> Instruction: Lay out the material below as a Markdown table with the columns "Entry" and "Text", giving each line its own numbered row and leaving out any blank lines. Start at the line that contains "For each <instance>" and stop after the line that contains "positive clicks: (799, 523)".

> Exercise data:
▬▬▬▬▬▬
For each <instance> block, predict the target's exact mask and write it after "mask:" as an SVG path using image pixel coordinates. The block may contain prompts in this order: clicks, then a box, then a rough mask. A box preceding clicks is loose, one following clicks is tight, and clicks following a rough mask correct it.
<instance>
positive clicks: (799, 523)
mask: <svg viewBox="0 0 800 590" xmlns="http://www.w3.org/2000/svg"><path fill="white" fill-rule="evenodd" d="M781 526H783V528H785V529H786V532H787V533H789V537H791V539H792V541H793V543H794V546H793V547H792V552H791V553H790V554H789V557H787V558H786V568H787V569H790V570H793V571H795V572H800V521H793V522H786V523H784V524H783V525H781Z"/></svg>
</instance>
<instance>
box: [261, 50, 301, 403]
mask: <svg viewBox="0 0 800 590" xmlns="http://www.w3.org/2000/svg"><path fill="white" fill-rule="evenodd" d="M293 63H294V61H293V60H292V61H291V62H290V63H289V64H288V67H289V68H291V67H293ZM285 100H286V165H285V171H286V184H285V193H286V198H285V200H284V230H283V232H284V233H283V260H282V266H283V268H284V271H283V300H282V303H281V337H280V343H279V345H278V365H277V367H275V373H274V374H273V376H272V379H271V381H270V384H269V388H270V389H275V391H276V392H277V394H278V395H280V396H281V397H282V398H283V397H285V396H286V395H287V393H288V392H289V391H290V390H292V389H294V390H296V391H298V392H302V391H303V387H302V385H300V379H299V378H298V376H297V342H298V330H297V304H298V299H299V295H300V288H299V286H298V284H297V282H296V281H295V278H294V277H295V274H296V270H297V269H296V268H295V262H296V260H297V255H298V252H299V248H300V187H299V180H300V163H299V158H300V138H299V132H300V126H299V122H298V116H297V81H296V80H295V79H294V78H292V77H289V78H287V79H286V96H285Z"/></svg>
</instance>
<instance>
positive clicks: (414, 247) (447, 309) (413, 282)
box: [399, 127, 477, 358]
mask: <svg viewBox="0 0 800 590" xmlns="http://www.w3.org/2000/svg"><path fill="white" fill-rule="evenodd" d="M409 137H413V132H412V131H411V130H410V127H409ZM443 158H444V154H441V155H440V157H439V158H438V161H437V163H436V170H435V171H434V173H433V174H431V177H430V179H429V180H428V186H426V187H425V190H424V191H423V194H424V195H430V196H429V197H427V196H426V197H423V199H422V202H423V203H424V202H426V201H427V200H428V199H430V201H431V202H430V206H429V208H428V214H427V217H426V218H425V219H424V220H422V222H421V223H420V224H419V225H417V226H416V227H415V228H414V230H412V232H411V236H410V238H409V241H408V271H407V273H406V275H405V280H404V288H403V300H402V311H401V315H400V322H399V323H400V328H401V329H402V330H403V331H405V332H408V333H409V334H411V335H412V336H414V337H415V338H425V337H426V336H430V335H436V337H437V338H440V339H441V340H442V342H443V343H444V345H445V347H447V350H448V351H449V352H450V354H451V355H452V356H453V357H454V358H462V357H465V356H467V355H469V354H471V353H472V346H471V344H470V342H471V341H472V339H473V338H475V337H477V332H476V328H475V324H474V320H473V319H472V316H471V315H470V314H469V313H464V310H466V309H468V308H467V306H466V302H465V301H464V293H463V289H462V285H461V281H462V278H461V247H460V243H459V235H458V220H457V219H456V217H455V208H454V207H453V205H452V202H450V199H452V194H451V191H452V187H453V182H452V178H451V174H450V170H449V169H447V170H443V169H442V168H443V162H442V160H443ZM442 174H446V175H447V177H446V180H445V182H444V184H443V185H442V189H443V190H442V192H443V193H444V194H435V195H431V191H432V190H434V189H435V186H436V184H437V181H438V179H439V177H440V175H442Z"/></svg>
▬▬▬▬▬▬
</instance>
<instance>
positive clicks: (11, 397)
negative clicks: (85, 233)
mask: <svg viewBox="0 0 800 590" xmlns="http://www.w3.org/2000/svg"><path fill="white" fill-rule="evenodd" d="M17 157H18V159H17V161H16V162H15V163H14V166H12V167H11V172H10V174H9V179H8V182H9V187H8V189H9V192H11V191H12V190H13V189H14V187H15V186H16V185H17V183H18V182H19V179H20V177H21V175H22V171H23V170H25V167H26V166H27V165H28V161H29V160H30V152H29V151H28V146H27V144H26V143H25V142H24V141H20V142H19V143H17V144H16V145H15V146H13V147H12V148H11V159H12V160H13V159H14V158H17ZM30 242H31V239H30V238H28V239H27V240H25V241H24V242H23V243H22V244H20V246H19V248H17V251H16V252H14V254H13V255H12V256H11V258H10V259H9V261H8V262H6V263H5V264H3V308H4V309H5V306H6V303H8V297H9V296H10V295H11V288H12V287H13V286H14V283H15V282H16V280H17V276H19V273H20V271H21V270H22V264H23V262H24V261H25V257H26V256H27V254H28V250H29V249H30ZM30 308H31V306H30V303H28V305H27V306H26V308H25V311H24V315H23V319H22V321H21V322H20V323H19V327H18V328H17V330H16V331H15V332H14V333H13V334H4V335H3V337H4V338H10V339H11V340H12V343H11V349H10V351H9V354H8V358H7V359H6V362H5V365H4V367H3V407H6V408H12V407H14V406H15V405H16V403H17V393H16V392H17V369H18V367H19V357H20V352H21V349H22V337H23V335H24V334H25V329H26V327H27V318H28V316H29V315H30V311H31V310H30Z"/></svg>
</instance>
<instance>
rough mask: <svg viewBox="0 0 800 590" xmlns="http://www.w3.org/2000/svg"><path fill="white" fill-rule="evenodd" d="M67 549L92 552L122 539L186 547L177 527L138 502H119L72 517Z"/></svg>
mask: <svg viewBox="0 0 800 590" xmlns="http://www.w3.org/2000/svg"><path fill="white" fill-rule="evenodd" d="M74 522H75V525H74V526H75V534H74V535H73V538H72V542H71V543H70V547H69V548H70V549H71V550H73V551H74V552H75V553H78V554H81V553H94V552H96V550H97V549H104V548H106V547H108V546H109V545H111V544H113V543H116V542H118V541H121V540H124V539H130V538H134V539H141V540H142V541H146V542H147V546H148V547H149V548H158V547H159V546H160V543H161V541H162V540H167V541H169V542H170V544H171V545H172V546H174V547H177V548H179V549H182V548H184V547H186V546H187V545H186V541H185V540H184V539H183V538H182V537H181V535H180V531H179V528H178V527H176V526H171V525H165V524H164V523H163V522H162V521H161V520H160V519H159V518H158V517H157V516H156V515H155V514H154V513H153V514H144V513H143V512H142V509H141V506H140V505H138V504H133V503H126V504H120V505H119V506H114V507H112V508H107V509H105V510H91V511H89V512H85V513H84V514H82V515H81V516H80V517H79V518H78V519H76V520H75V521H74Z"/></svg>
▬▬▬▬▬▬
> Result:
| Entry | Text |
|---|---|
| 1 | For each <instance> block, predict the target's exact mask and write it after "mask:" as an SVG path using image pixel coordinates. The block may contain prompts in this order: clicks, then a box, then a rough mask. A box preceding clicks is loose, one following clicks is tight, and clicks following a rough mask correct it. |
| 2 | <instance> |
| 3 | positive clicks: (799, 523) |